Go through the lines below and copy any that hold the string "wing".

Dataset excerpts
□ □ □ □ □
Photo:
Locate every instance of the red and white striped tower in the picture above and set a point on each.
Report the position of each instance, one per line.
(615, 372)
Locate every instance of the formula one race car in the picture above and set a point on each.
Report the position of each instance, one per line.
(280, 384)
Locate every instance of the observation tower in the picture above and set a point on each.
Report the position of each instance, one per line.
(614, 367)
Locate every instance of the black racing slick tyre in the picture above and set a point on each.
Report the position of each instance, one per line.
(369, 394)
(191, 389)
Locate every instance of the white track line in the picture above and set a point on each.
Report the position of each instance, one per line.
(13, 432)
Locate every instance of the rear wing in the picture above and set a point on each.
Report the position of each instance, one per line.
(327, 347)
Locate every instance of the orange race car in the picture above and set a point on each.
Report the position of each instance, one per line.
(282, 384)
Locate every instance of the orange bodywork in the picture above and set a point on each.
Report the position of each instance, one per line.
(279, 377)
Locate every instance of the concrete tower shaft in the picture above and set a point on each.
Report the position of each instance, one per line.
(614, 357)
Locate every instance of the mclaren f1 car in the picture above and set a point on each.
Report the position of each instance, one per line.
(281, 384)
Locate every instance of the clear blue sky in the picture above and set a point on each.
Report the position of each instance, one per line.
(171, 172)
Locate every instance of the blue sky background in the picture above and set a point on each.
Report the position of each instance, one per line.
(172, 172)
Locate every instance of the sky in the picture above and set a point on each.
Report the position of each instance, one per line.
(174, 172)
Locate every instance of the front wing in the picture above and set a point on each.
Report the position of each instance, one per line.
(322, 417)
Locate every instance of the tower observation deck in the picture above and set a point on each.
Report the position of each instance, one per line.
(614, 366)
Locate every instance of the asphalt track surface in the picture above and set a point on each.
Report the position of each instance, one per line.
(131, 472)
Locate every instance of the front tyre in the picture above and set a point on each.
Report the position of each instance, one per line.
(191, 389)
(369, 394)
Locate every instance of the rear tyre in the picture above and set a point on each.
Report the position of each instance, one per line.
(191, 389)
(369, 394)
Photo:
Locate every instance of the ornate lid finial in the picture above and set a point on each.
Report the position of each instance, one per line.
□ □ □ □ □
*Response*:
Locate every instance of the rear wing in the picture above and set a point on each.
Locate every instance of the front wing in the picture above and set a point on each.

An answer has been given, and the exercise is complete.